Theodore Ts'o | 7 Apr 04:47 2013
Picon
Picon

[PATCH -v3] ext4: implementation of a new ioctl called EXT4_IOC_SWAP_BOOT

Hi Tilmann,

I had to make a number of changes to your patches:

#1) If the boot inode is uninitialized, i_flags was set to zero, but
the i_data field was initialized via ext4_ext_tree_init().  As a
result, if you ran e2fsck on a freshly created file system after
running ext4-swap-boot-inode, e2fsck would complain about a corrupted
file system.  (Lesson to be learned: always run e2fsck afterwards
testing the code.  The file system _must_ be consistent afterwards).

#2) Unconditionally calling ext4_ext_tree_init() means the inode will
be initialized to use extents even if the file system does not support
extents (for example, if it is an ext2 or ext3 mapped file system).
This will also cause a file system that will fail an e2fsck for a file
system formatted as ext2 or ext3 but mounted using the ext4 file
system driver.

#3) The original version of the code called truncate_inode_pages()
after releasing i_mutex.  This violates a requirement which is very
clearly documented in the comments of that function.  (Lesson to be
learned: always check the implementation of functions that you're not
familiar with.  This is also why defensive programming such as
including mutex_is_locked() assertions in functions is useful, since
developers don't always read function documentation...)

#4) filemap_flush() needs to be called before you swap the inode data.
That's because the page cache is indexed by inode number and page
number.  So if there is dirty page data, it needs to be flushed to the
inode *before* the messing with the inode data.
(Continue reading)

Andreas Dilger | 7 Apr 19:09 2013
Picon

Re: [PATCH -v3] ext4: implementation of a new ioctl called EXT4_IOC_SWAP_BOOT

On 2013-04-06, at 20:47, Theodore Ts'o <tytso <at> mit.edu> wrote:
> 
> I had to make a number of changes to your patches:
> 
> #1) If the boot inode is uninitialized, i_flags was set to zero, but
> the i_data field was initialized via ext4_ext_tree_init().  As a
> result, if you ran e2fsck on a freshly created file system after
> running ext4-swap-boot-inode, e2fsck would complain about a corrupted
> file system.  (Lesson to be learned: always run e2fsck afterwards
> testing the code.  The file system _must_ be consistent afterwards).
> 
> #2) Unconditionally calling ext4_ext_tree_init() means the inode will
> be initialized to use extents even if the file system does not support
> extents (for example, if it is an ext2 or ext3 mapped file system).
> This will also cause a file system that will fail an e2fsck for a file
> system formatted as ext2 or ext3 but mounted using the ext4 file
> system driver.
> 
> #3) The original version of the code called truncate_inode_pages()
> after releasing i_mutex.  This violates a requirement which is very
> clearly documented in the comments of that function.  (Lesson to be
> learned: always check the implementation of functions that you're not
> familiar with.  This is also why defensive programming such as
> including mutex_is_locked() assertions in functions is useful, since
> developers don't always read function documentation...)

=== Provided data ===
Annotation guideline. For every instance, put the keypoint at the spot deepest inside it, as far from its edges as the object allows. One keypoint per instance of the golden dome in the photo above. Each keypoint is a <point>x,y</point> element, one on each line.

=== Stated problem ===
Repeat the ext4 patch thread above word for word, from "#4) filemap_flush() needs" to "(Continue reading)".

=== The response ===
#4) filemap_flush() needs to be called before you swap the inode data.
That's because the page cache is indexed by inode number and page
number.  So if there is dirty page data, it needs to be flushed to the
inode *before* the messing with the inode data.
(Continue reading)